= DATA FOR THIS EXERCISE =
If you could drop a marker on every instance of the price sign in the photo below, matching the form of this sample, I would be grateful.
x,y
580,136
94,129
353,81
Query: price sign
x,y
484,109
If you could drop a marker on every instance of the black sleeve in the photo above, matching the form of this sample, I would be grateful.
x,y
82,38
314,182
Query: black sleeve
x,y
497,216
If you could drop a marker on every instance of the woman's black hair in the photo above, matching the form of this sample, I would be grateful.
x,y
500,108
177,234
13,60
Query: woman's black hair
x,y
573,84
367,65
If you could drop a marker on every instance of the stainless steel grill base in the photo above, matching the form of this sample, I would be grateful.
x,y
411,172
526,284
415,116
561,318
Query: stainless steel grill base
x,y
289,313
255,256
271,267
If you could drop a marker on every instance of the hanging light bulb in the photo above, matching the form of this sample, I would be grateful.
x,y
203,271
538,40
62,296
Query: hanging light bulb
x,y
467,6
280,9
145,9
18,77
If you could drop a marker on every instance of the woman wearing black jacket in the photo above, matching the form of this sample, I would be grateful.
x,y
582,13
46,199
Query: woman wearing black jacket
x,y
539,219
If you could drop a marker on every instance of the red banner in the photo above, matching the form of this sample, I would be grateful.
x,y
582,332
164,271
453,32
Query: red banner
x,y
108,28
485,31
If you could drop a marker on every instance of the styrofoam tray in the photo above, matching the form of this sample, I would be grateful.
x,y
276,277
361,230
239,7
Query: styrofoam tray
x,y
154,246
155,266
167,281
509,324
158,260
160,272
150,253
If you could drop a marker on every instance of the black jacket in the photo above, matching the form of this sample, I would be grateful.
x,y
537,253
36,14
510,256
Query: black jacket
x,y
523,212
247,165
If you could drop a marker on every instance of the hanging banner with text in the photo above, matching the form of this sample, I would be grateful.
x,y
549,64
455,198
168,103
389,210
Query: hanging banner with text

= YOUR GOAL =
Repeat every line of the records above exactly.

= RESULT FOR THIS TASK =
If you could drop a marker on every instance of the price sign in the photo below, matching the form of this sample, I would be grateful.
x,y
580,136
94,129
353,81
Query: price sign
x,y
484,109
If you could drop a marker on every instance of the black sleeve in the photo above, matching the form of this sample, I would be grateful.
x,y
82,38
314,182
Query: black sleeve
x,y
497,216
If you could drop a marker on every instance of the woman's black hair in the photo above, matching the form of this sample, I would be grateful.
x,y
500,108
177,234
13,60
Query: woman's black hair
x,y
573,84
367,65
If you could drop a marker on every instance of the stainless steel grill base in the photo above, matching the form of this sample, I would be grateful.
x,y
411,172
526,284
415,116
561,318
Query: stainless steel grill base
x,y
289,313
255,256
271,267
If you could drop a marker on every instance of the hanging light bulb in the photo above, matching the form of this sample, I would be grateful.
x,y
203,271
538,40
62,296
Query: hanging light bulb
x,y
467,6
280,9
145,9
18,77
If you could drop a marker on every instance of the woman wearing black jacket in the photo above, matching the form of this sample, I would be grateful.
x,y
582,13
46,199
Query: woman wearing black jacket
x,y
539,219
If you could drop a marker on every instance of the red banner in the photo above, matching the form of this sample, I would be grateful.
x,y
582,332
164,271
453,32
Query: red banner
x,y
108,28
485,31
If you could drop a marker on every instance of the styrofoam tray in the photo above, matching the form of this sample, I would be grateful.
x,y
276,277
361,230
239,7
Query: styrofoam tray
x,y
154,246
155,266
167,281
509,324
158,260
160,272
150,253
If you could drop a marker on every instance of the black jacket in the photo above, matching the form of this sample, I would be grateful.
x,y
537,253
36,14
510,256
Query: black jacket
x,y
523,212
247,165
If you could drop a marker on every instance of the hanging banner with text in the photo above, matching the form of this sample, I would be grateful.
x,y
549,64
455,198
168,103
389,210
Query: hanging banner with text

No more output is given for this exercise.